EXERCISE |
If a line in the entries below includes the string "reflection", copy it out.

Start of Block

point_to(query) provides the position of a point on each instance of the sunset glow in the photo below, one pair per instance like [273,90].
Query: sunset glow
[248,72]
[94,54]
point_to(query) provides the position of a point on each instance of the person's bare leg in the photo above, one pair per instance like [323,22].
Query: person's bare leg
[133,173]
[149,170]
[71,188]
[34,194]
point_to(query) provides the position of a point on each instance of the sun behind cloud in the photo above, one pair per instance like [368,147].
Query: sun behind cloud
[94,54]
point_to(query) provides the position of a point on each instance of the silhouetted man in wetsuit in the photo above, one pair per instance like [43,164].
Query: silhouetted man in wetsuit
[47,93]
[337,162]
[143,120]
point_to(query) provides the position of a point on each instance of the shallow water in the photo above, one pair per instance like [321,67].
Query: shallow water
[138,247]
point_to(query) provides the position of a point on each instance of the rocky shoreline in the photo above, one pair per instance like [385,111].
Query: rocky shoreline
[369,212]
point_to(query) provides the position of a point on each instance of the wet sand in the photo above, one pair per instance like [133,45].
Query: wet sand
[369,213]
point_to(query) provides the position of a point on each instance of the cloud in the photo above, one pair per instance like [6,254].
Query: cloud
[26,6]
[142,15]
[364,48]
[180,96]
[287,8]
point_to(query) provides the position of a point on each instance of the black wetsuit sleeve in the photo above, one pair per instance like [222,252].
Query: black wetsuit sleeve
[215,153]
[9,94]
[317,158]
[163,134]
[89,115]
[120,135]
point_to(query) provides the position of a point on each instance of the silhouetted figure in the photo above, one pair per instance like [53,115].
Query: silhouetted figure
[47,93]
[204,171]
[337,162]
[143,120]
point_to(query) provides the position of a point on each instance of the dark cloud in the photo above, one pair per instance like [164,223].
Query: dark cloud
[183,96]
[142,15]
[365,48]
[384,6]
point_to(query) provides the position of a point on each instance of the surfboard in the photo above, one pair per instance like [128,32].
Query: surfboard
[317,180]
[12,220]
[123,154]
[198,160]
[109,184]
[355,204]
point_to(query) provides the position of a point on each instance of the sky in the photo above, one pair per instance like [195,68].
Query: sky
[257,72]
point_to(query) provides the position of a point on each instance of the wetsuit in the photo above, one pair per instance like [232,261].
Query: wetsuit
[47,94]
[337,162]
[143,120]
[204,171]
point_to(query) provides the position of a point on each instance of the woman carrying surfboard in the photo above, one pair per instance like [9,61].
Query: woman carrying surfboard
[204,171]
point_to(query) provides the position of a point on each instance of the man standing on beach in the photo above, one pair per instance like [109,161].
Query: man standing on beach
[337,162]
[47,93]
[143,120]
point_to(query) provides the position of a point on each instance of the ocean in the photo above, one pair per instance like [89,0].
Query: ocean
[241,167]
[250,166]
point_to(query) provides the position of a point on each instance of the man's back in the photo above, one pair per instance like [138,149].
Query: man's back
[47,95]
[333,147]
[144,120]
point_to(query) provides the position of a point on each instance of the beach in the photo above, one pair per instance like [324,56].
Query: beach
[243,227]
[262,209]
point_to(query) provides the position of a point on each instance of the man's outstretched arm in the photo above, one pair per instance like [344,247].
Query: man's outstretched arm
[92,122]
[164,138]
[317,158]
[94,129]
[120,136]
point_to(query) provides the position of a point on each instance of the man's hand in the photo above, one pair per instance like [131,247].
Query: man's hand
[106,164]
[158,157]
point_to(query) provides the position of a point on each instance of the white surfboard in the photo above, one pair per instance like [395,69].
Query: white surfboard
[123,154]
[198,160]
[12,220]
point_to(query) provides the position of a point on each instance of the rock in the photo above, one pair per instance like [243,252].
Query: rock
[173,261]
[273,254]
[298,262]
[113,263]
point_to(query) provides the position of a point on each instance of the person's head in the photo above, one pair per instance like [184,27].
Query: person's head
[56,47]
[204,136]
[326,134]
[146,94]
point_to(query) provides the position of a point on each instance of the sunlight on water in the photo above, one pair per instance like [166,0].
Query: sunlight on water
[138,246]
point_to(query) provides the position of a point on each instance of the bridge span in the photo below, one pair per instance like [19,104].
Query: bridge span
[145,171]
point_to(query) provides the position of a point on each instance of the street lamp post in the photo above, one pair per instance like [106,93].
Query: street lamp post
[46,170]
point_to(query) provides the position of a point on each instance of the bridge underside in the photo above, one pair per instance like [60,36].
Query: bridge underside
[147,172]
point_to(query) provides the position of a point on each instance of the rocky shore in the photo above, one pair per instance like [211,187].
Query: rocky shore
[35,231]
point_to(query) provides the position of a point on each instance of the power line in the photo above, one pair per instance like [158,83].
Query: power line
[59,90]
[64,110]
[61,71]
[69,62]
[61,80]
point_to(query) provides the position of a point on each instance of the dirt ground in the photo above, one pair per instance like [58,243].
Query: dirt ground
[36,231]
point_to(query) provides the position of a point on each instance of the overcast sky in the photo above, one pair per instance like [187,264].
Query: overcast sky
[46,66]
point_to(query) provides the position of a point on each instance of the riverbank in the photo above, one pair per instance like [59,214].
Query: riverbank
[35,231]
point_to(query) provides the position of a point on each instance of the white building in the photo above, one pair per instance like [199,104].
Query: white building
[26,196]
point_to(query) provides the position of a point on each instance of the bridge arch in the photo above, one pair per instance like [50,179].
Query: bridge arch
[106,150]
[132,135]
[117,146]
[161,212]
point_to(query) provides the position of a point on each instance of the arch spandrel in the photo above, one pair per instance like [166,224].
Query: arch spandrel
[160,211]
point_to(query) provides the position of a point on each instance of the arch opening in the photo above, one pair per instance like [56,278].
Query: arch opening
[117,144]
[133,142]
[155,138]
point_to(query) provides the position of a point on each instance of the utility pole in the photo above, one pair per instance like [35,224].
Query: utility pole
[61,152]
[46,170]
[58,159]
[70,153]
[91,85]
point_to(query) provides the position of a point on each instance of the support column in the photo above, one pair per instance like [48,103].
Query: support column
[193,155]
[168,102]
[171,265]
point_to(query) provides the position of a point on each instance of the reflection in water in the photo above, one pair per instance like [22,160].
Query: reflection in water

End of Block

WRITTEN REPLY |
point_to(query) provides the position of a point on each instance of the reflection in water in the photo above, one pair per instance like [22,160].
Query: reflection in water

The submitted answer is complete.